(Excerpts of pointing data)

* * * *

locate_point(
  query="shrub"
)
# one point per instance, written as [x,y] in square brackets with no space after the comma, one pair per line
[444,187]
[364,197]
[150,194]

* * * *

**Stated goal:**
Rewrite every line of the items above as a Markdown table with the columns Row and Line. Number the rows in order and leave out blank lines.

**Solution for this exercise:**
| Row | Line |
|---|---|
| 1 | locate_point( |
| 2 |   query="shrub" |
| 3 | ) |
| 4 | # one point per instance, written as [x,y] in square brackets with no space after the comma, one pair per line |
| 5 | [444,187] |
| 6 | [364,197] |
| 7 | [150,194] |